Do this: Reproduce the material below verbatim, line by line, without any alteration.

[Position identification records]
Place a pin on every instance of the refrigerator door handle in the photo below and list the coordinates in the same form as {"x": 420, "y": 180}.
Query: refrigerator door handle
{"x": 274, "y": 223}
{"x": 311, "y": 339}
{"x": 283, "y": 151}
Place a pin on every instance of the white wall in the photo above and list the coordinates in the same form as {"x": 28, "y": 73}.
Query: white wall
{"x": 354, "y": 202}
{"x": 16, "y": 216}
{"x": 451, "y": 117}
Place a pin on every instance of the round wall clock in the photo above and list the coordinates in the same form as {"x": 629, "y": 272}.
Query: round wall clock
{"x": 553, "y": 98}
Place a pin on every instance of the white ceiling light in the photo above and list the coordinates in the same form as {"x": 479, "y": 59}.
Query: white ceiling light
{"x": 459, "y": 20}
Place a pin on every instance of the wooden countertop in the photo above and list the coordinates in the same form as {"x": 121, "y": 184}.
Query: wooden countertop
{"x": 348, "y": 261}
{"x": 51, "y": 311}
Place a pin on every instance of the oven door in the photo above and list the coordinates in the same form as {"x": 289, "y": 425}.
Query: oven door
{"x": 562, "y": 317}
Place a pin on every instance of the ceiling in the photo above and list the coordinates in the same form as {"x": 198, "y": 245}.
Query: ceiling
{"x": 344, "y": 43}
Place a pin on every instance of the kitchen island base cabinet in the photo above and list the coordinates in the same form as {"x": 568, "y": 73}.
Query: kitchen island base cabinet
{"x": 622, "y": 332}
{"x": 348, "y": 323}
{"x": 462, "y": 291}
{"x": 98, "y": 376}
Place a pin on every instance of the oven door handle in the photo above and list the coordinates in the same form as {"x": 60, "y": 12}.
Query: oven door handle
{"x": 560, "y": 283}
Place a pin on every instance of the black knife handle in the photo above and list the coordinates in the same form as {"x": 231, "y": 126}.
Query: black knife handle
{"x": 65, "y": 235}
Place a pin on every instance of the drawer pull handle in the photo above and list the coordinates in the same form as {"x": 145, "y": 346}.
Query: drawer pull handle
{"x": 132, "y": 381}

Task answer:
Place a pin on every instance of the refrigerator door handle in the photo below and list the coordinates in the same form as {"x": 420, "y": 180}.
Query: refrigerator door handle
{"x": 274, "y": 223}
{"x": 311, "y": 339}
{"x": 283, "y": 151}
Place a pin on every instance of the white wall in the photo above and list the coordinates in the same form as {"x": 28, "y": 73}.
Query: white wall
{"x": 354, "y": 202}
{"x": 16, "y": 216}
{"x": 451, "y": 117}
Place a pin on every instance of the round wall clock in the photo above and list the coordinates in the same form as {"x": 629, "y": 272}.
Query: round wall clock
{"x": 553, "y": 98}
Place a pin on every instance of the white ceiling light in the photo above and list the coordinates in the same form as {"x": 479, "y": 59}.
Query: white ceiling light
{"x": 459, "y": 20}
Place a pin on every instance of the wooden countertop in the photo above and list the coordinates in the same form as {"x": 121, "y": 184}.
Query: wooden countertop
{"x": 348, "y": 261}
{"x": 51, "y": 311}
Place a pin on every instance of the oven door in the photo above and list the coordinates in the same form as {"x": 289, "y": 425}.
Query: oven door
{"x": 562, "y": 317}
Place a pin on every instance of the ceiling in the photo above and list the coordinates in the same form as {"x": 198, "y": 245}.
Query: ceiling
{"x": 344, "y": 43}
Place a pin on every instance of the kitchen island base cabinet in the photo above and list the coordinates in the same form as {"x": 568, "y": 73}.
Query: kitchen island base cabinet
{"x": 622, "y": 332}
{"x": 348, "y": 323}
{"x": 462, "y": 291}
{"x": 98, "y": 376}
Place a pin on every instance of the oven door handle in the photo above and list the coordinates in the same form as {"x": 60, "y": 12}.
Query: oven door handle
{"x": 560, "y": 283}
Place a pin on every instance of the black knife handle in the photo above and list the coordinates in the same form as {"x": 231, "y": 126}.
Query: black knife handle
{"x": 65, "y": 235}
Place a pin on every instance of the drawer pull handle in the photo above and list the coordinates in the same form as {"x": 145, "y": 346}.
Query: drawer pull handle
{"x": 132, "y": 381}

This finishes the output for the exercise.